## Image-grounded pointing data
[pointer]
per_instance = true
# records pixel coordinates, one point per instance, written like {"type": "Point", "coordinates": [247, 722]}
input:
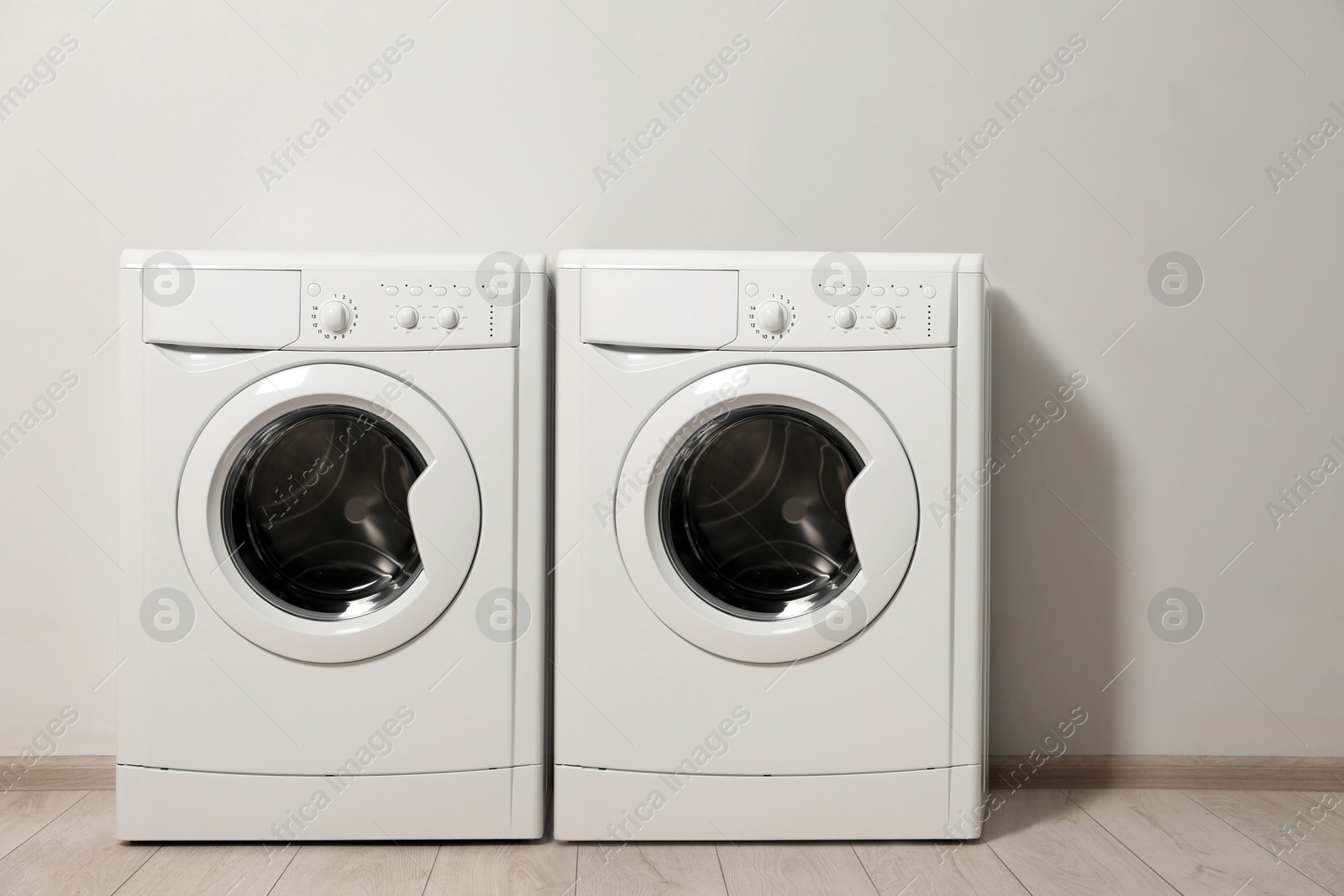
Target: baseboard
{"type": "Point", "coordinates": [1173, 773]}
{"type": "Point", "coordinates": [58, 773]}
{"type": "Point", "coordinates": [1186, 773]}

## What this task involves
Skip the pictures and retype exactly the lines from the one that contains "# records pixel" to the last line of the records.

## Solution for this problem
# records pixel coordinates, one point per instance, written like {"type": "Point", "coordinates": [247, 722]}
input:
Target: baseboard
{"type": "Point", "coordinates": [1173, 773]}
{"type": "Point", "coordinates": [58, 773]}
{"type": "Point", "coordinates": [1186, 773]}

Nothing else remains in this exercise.